Nanoparticles can be fabricated and orchestrated to parcel and carry medications to their destination, shield the drug from premature degradation, keep pharmaceuticals from interacting with the biological environment prematurely, and allow for therapeutic agents to be targeted at the organ, tissue, and cell levels [44]. With this focused strategy, medications do the most damage in the specific and intended location to which they are delivered. This alleviates the collateral harm to the healthy tissues in the surrounding area, as well as side effects [45]. Target-specific delivery overcomes the intrinsic constraints of conventional drugs, such as a short plasma half-life, low stability, the extent of the drug against debasement, and inherent immunogenicity [46]. Nanoparticles are effective drug delivery methods due to their small size. They are beneficial for encapsulating medications and enabling more accurate targeting with sustained release, especially for pharmaceuticals with a low solubility and absorption.

Entries shown -
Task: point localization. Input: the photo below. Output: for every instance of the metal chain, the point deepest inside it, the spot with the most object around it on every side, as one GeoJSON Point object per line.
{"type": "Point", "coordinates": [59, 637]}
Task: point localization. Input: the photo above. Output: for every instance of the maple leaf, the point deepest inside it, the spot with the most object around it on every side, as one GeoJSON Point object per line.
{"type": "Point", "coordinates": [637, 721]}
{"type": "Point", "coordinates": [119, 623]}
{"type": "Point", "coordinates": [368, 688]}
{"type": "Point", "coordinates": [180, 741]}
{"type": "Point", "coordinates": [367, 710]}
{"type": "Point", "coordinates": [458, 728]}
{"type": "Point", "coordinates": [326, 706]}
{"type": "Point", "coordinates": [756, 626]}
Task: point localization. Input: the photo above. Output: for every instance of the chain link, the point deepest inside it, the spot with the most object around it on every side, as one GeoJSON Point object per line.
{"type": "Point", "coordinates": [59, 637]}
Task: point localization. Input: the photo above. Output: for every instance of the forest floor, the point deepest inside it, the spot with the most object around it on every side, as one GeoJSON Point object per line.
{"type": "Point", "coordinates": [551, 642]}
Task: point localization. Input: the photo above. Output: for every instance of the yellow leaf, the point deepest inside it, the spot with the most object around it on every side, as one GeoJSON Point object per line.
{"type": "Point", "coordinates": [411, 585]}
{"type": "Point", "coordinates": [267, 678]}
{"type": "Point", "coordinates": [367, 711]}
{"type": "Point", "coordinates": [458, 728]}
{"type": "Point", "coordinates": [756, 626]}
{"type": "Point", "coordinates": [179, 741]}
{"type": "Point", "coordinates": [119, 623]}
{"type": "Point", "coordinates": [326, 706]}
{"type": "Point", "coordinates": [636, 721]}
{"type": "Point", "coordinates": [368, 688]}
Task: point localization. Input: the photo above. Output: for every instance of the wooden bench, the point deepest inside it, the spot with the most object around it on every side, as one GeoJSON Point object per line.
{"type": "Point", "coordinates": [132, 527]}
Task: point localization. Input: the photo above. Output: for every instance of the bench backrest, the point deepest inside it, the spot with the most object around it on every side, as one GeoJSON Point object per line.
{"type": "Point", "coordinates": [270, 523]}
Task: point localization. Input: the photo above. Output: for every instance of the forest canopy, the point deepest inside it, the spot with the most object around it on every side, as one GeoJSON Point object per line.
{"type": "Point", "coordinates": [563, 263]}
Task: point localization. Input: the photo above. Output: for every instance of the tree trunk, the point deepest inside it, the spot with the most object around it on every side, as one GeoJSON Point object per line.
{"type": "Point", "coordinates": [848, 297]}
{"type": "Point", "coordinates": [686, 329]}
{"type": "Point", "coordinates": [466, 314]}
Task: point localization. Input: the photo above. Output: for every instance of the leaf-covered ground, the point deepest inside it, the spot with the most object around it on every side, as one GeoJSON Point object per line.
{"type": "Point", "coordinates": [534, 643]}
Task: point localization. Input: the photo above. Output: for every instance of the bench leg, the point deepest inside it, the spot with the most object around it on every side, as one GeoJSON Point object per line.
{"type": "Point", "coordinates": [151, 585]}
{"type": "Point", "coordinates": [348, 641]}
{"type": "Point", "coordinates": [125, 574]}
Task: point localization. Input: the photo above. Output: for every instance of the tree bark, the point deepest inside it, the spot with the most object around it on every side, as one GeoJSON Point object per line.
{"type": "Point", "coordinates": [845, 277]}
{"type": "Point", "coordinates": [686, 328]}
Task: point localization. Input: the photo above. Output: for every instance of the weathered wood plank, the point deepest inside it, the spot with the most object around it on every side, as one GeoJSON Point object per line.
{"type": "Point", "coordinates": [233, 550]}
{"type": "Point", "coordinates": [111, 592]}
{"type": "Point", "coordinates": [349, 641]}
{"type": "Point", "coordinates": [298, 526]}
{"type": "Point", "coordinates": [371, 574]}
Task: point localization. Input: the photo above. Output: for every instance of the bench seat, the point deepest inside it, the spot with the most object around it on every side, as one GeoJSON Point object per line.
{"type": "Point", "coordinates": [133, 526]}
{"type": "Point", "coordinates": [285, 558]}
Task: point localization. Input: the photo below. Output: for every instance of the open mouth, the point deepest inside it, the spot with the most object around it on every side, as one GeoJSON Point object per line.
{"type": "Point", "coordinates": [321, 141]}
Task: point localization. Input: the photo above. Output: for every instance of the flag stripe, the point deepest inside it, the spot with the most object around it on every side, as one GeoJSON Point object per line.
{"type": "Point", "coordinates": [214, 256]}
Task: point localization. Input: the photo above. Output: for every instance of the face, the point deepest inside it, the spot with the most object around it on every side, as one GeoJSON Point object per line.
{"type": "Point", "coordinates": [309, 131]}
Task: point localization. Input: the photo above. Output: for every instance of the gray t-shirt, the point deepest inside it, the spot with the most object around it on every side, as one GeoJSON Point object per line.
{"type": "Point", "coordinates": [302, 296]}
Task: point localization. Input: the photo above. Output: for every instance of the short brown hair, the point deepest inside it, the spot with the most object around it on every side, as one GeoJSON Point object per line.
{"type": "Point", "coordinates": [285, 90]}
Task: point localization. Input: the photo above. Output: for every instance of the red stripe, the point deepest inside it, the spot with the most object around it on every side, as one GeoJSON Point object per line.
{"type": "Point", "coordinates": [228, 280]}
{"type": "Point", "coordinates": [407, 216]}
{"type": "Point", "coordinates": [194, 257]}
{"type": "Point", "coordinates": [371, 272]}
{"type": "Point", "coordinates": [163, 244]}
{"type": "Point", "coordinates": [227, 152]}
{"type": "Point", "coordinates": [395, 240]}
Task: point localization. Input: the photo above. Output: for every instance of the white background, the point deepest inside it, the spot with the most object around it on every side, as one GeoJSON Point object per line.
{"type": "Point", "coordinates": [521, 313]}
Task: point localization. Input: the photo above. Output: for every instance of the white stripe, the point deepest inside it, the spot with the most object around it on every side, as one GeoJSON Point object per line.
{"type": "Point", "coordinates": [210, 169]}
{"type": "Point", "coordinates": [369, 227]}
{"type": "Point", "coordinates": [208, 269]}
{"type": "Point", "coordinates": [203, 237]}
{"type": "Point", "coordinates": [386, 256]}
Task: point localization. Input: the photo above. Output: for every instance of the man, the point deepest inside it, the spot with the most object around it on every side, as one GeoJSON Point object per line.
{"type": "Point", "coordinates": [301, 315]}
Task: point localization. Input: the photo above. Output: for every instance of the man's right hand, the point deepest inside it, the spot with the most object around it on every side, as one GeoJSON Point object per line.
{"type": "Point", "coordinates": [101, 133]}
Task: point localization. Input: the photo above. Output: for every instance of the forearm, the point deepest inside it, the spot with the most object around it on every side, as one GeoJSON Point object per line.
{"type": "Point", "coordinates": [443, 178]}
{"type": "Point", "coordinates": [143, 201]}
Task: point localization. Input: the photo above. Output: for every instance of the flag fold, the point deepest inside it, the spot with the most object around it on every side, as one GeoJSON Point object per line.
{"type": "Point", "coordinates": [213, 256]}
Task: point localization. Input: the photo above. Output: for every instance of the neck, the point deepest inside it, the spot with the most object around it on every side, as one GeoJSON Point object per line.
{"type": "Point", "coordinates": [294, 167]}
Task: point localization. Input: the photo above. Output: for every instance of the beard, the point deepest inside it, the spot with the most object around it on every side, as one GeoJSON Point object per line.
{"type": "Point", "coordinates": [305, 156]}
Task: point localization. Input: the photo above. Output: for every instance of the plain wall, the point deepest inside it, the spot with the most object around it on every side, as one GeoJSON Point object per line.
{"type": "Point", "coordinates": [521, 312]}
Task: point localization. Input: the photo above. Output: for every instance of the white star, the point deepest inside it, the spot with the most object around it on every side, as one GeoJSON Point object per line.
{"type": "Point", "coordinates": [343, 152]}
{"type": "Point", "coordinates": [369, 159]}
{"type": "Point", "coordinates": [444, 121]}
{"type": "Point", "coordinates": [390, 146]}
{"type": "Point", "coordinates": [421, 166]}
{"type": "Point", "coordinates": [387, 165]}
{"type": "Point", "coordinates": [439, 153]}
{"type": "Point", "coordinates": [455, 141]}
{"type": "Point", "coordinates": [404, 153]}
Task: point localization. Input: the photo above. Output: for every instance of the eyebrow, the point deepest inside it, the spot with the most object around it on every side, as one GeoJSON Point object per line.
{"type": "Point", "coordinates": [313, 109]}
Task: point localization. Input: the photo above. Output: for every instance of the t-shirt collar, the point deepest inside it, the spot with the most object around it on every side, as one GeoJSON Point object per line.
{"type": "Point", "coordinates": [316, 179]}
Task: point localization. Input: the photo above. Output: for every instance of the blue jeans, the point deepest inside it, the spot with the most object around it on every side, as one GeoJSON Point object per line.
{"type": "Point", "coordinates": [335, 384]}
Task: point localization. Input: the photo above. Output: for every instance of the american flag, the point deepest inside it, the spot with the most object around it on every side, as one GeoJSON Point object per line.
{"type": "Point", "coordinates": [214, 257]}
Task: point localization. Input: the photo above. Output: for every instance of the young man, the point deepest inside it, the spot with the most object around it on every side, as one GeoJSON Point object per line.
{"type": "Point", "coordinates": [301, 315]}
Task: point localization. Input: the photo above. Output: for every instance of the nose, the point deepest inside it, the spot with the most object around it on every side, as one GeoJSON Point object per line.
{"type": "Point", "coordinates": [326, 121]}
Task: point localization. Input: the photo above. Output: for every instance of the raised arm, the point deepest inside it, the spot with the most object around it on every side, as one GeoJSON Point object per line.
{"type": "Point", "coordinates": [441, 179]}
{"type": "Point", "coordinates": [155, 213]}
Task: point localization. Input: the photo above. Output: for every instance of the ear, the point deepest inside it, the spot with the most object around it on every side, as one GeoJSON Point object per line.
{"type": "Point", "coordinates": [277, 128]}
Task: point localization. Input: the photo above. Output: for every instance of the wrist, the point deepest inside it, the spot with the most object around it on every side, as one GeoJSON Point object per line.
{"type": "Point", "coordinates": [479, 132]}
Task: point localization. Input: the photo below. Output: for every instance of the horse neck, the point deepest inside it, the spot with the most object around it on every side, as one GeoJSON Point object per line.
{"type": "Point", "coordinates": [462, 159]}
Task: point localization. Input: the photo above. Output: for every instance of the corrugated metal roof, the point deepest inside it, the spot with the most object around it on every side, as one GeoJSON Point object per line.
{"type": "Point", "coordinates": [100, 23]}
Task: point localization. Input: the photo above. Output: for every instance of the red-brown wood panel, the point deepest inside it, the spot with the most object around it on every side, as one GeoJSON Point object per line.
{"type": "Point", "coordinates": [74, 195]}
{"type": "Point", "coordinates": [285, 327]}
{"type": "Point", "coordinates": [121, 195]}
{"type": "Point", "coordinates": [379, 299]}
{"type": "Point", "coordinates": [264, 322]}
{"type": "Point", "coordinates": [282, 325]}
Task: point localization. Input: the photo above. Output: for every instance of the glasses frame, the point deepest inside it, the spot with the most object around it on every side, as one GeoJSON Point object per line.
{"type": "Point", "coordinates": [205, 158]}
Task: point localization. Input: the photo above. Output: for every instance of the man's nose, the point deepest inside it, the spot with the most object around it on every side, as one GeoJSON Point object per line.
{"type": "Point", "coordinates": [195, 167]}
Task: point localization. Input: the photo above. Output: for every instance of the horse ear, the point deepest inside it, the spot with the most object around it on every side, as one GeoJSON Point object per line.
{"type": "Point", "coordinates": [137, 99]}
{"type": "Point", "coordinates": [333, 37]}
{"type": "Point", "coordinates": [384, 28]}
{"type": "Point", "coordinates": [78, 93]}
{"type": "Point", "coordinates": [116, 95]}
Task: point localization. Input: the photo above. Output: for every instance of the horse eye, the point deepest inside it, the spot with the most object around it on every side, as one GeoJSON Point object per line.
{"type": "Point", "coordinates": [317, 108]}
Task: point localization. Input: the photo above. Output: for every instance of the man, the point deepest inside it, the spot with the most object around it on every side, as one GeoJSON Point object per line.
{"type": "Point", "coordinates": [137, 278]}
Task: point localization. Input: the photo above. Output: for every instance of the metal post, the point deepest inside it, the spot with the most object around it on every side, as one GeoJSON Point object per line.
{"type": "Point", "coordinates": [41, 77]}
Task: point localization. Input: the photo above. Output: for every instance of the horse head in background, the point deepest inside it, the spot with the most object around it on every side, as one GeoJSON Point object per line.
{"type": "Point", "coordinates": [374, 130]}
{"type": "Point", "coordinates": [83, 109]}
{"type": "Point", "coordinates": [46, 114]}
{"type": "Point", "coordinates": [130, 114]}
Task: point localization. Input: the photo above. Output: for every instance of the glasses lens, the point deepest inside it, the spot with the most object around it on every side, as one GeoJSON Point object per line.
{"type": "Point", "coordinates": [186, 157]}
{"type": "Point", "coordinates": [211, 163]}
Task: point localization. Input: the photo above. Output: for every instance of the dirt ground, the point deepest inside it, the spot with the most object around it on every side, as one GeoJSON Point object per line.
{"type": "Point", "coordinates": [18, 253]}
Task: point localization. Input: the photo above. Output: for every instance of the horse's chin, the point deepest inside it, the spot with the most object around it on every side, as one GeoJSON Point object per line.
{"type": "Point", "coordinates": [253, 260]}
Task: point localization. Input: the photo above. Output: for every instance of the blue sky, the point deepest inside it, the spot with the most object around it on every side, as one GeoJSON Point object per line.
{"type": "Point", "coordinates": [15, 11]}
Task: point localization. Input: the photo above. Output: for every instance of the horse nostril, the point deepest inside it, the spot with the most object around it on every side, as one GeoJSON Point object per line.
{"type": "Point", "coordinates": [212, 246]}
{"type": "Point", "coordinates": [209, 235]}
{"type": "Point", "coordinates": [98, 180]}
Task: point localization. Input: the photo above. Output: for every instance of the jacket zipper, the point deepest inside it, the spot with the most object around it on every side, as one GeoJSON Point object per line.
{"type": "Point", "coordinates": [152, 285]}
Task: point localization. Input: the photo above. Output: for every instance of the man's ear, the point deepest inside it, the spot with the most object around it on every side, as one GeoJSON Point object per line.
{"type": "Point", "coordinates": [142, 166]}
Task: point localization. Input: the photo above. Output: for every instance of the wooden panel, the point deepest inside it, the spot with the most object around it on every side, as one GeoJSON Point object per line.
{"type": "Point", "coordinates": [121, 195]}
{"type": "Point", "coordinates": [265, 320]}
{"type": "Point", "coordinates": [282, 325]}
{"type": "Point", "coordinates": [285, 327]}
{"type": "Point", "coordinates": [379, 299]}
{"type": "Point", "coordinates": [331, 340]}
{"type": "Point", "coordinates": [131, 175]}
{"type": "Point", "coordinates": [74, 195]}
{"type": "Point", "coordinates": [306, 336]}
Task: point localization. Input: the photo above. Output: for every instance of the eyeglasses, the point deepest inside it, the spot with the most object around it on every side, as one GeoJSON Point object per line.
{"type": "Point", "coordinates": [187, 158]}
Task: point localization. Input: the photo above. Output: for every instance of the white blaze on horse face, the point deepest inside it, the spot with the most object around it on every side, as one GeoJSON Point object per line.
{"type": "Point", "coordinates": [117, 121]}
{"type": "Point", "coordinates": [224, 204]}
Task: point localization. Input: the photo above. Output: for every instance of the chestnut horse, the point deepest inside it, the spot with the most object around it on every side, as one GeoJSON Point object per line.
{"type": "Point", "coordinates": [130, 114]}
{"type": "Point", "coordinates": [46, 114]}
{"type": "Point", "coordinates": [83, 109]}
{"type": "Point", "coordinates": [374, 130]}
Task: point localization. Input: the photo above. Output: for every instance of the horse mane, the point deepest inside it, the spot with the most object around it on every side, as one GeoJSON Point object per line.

Task requirements -
• a. Answer these questions about the passage on nanoparticle drug delivery, marking each answer (i), (ii) or (iii) to match its question.
(i) What does the focused strategy alleviate?
(ii) Which intrinsic constraints of conventional drugs does target-specific delivery overcome?
(iii) What property of nanoparticles makes them effective drug delivery methods?
• b. Carry on the passage on nanoparticle drug delivery from where it stops, adding a few sentences.

Answer list -
• a.
(i) It alleviates collateral harm to the healthy tissues in the surrounding area, as well as side effects.
(ii) A short plasma half-life, low stability, the extent of the drug against debasement, and inherent immunogenicity.
(iii) Their small size.

• b.
Inorganic NPs have gained interest because of their outstanding properties, such as greater stability, high reactivity, low melting point, and surface plasmon resonance. Their high surface-to-volume ratio makes NPs interact easily with other particles, making diffusion feasible and faster, even at lower temperatures [47,48]. Generally, inorganic nanoparticles are particles that comprise a metal oxide (iron oxide, titanium oxide, zinc oxide, copper oxide, magnesium oxide, and cobalt oxide) or metal (gold, silver, and selenium) central core with a protective organic layer on their surface. The synergistic qualities of the plant and metal NPs are unique in phytonanotherapy because they have therapeutic properties that may be clinically bioequivalent to many chemical-based medications, with minimal adverse effects [36,49]. Engineered nanoparticles, combined with plant-based drug moieties, may be used to ensure an improved efficacy, cellular uptake, specific transport, and delivery of particular molecules because of their modified physicochemical properties.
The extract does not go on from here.